GIVEN EXERCISE:
Rewrite the stretch from the line containing "cherry cookie, one" through the end of the lines, changing "marble" to "granite" and leaving all else as it stands.
|---|
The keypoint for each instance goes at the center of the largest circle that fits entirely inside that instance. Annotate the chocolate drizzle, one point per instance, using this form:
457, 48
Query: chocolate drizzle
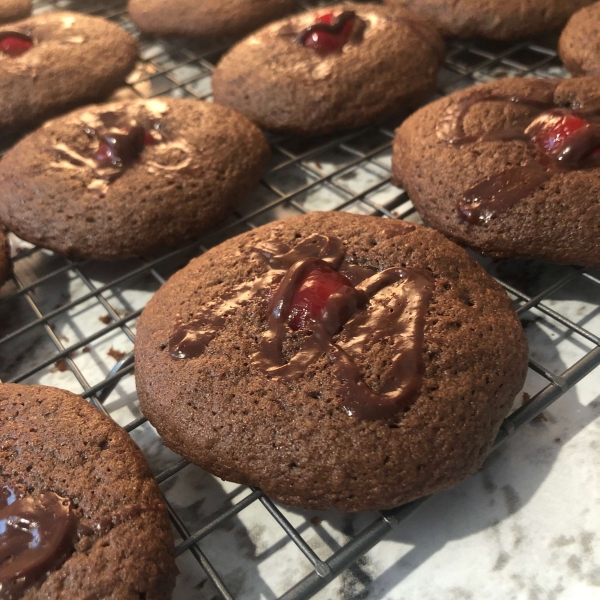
334, 28
386, 308
498, 193
36, 536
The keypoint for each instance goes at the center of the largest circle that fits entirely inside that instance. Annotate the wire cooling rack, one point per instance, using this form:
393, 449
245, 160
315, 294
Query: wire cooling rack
72, 323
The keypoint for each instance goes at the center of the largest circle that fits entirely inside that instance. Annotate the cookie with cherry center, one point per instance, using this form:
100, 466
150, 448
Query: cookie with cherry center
11, 10
81, 515
207, 19
333, 360
129, 178
53, 62
510, 168
494, 19
330, 69
579, 46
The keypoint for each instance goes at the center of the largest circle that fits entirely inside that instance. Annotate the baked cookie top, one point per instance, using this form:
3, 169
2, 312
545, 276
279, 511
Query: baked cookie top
11, 10
509, 168
495, 19
330, 68
334, 360
579, 45
92, 520
206, 19
127, 178
54, 61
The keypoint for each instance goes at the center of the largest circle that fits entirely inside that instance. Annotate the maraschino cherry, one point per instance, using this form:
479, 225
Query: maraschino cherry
564, 136
120, 147
14, 43
329, 33
309, 300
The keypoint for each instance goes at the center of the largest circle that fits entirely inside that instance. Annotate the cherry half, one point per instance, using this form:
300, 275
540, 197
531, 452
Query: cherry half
329, 33
311, 296
564, 136
121, 147
14, 43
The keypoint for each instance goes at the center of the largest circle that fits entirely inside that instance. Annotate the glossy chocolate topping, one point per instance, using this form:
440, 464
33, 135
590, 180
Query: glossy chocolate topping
499, 192
365, 309
36, 536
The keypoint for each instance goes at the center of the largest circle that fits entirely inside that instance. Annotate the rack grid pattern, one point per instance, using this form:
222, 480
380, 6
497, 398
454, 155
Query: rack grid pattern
348, 172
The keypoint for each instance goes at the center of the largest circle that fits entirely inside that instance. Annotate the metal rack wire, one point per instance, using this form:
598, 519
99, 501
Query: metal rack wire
348, 172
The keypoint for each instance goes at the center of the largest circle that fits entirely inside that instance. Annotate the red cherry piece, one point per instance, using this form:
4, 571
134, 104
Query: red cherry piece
551, 129
309, 300
329, 33
326, 18
14, 43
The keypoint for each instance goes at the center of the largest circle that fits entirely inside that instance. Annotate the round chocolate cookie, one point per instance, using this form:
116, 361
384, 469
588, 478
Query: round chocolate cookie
510, 168
91, 520
579, 43
206, 19
494, 19
330, 69
55, 61
334, 360
129, 178
11, 10
4, 258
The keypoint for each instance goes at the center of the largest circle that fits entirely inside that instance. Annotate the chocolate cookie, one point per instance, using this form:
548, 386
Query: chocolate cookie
206, 19
579, 43
90, 519
55, 61
509, 168
129, 178
11, 10
4, 258
495, 19
330, 68
334, 360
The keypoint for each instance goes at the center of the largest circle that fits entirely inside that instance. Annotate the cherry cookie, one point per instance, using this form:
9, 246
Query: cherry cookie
80, 514
55, 61
207, 19
330, 69
510, 168
494, 19
11, 10
4, 258
129, 178
334, 360
579, 45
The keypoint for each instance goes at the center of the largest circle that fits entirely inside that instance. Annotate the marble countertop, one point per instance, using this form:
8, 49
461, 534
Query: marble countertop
527, 526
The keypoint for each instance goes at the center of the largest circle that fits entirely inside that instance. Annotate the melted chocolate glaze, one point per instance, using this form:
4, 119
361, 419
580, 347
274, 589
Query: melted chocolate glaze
350, 324
36, 536
124, 147
334, 28
481, 203
119, 146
|---|
EXPECTED ANSWER:
The keypoint for each instance goes at the center of the largest circle that fits entirely inside that instance. Annotate the cherry cookie, one point per instance, using this form:
9, 246
Query: cherry cookie
80, 514
55, 61
207, 19
330, 69
510, 168
494, 19
11, 10
4, 258
129, 178
334, 360
579, 45
The keypoint for each instance goes at the center of the largest circle that fits entirely inside that instance. Annotate the granite countertop, one point per instance, using this form:
8, 49
461, 534
Query: granite countertop
527, 526
The keypoint for each instance goes at the center of the largest circle that fits entirely inside that instance. Annotate the melted chocolate glaze, one point per instance, using this form:
4, 119
361, 419
580, 347
274, 589
Query: melted chocolate glaze
350, 324
36, 536
124, 147
334, 28
481, 203
119, 146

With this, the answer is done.